:: EXTRAIT DU TEXTE ::

Laurent Gbagbo, promesses et défis d’une ultime séquence politique

Mercredi 16 Juin 2021

Après une décennie de détention à la Haye et moins de trois mois après son acquittement définitif de toutes charges de crimes contre l’humanité par la Cour pénale internationale, Laurent Gbagbo revient chez lui, ce jeudi 17 juin, en grandes pompes. A 15H45 GMT, l’avion qui le ramène de Bruxelles se posera sur le tarmac de l’aéroport international Félix Houphouët-Boigny d’Abidjan. Une voiture officielle le déposera à l’entrée du pavillon présidentiel où, en présence de ses proches et des représentants du président Alassane Ouattara, il dira ses premiers mots en faveur du projet de «réconciliation nationale» pour lequel il a indiqué vouloir travailler de toutes ses forces, comme l’y a invité son ennemi intime.
 
La page prison tournée, l’ancien chef d’Etat peut derechef se consacrer donc à la politique, son ADN. Entre les murs de la détention à Scheveningen et l’escale prolongée de Bruxelles pour préparer son retour au pays natal, le «camarade Laurent» a sans doute commencé à mettre en place les scénarios qui constitueront une nouvelle séquence dans une carrière politique de très haute intensité. Entre les défis liés à la reprise en main d’un Front populaire ivoirien (FPI) éclaté en morceaux dont un aux mains de son ex-fidèle Pascal Affi-Nguessan, le solde des comptes restant à faire avec la (toujours ?) puissante Simone Ehivet, Laurent Gbagbo devra retrouver l’inspiration, l’influence, la place et l’autorité qui avaient fait de sa personne un cœur-réacteur de la vie politique ivoirienne. C’est ce potentiel renouvelé d’attraction sur de nombreux segments de la société ivoirienne qui lui permettra surtout de revenir au centre d’un jeu que ses concurrents Bédié et Ouattara ne se résignent pas encore à quitter et que des jeunes loups déjà pressés ou en embuscade se plairaient à contrôler pour affirmer l’émergence d’une nouvelle génération de cadres politiques biberonnés à la sauce post Houphouët. Y parviendra-t-il ? L’histoire à venir le dira à travers les contes qui en feront le contenu.

:::

CONSIGNES.
- 1) Affichez sans modification le passage de l'article sur Laurent Gbagbo qui commence aux mots « Mercredi 16 Juin » et s'arrête après « son ennemi intime. ».
- 2) Renvoyez telles quelles toutes les lignes des enregistrements où figure le mot « post ».

:: DONNÉES FOURNIES ::

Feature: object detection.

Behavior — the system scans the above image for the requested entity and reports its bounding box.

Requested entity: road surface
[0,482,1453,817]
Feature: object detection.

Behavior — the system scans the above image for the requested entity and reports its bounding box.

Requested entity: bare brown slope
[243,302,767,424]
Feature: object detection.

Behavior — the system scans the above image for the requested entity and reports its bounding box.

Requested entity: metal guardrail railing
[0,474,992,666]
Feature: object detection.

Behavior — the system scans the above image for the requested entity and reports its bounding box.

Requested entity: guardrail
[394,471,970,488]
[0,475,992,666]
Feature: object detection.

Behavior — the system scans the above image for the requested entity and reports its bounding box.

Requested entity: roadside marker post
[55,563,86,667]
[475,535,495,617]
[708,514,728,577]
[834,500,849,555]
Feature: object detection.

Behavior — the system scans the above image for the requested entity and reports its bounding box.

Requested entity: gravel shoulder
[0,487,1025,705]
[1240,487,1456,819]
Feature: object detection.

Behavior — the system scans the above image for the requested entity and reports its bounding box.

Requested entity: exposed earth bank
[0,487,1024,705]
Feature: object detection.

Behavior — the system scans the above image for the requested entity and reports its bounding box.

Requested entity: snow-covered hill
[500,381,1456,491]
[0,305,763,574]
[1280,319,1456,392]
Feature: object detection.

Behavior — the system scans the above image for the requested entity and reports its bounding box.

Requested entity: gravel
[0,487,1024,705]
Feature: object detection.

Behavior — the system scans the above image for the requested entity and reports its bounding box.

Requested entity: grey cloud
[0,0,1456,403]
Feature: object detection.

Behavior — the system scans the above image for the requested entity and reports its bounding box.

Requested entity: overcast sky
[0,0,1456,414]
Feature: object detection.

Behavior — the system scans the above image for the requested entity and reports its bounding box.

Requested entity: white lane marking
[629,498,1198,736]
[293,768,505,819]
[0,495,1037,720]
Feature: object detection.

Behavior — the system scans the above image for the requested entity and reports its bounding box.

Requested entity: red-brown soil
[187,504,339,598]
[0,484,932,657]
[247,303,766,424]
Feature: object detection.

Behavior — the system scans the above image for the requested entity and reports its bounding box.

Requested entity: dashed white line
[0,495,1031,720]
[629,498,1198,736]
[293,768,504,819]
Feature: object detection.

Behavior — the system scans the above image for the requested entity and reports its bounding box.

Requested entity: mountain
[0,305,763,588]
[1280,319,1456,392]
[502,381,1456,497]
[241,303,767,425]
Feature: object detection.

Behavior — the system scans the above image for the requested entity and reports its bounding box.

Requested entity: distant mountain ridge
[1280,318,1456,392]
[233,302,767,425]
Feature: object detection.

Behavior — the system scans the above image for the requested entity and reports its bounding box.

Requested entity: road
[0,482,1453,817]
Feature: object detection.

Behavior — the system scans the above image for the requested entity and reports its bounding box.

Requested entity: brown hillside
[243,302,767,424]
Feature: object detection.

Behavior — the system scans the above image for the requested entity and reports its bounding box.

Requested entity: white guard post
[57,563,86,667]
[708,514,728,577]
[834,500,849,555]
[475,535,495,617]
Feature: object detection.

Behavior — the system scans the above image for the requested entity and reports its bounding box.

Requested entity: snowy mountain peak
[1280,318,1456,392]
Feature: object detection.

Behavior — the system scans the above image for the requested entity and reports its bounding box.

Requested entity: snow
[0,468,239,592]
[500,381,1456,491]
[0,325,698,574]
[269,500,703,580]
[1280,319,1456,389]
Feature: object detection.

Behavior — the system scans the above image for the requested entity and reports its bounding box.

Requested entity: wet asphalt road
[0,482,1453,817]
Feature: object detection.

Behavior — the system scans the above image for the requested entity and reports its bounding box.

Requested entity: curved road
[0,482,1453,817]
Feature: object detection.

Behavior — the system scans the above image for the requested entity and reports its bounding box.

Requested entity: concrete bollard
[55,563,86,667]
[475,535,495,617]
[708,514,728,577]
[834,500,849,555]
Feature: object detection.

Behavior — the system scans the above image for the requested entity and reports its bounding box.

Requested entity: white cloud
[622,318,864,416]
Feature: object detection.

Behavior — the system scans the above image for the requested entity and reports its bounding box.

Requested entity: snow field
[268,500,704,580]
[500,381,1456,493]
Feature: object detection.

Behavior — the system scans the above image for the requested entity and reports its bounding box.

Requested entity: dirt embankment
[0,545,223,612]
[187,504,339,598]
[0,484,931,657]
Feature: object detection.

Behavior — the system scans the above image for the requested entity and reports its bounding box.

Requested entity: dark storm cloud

:::

LES RÉPONSES.
- 1)
Mercredi 16 Juin 2021

Après une décennie de détention à la Haye et moins de trois mois après son acquittement définitif de toutes charges de crimes contre l’humanité par la Cour pénale internationale, Laurent Gbagbo revient chez lui, ce jeudi 17 juin, en grandes pompes. A 15H45 GMT, l’avion qui le ramène de Bruxelles se posera sur le tarmac de l’aéroport international Félix Houphouët-Boigny d’Abidjan. Une voiture officielle le déposera à l’entrée du pavillon présidentiel où, en présence de ses proches et des représentants du président Alassane Ouattara, il dira ses premiers mots en faveur du projet de «réconciliation nationale» pour lequel il a indiqué vouloir travailler de toutes ses forces, comme l’y a invité son ennemi intime.

- 2)
Requested entity: roadside marker post
Requested entity: white guard post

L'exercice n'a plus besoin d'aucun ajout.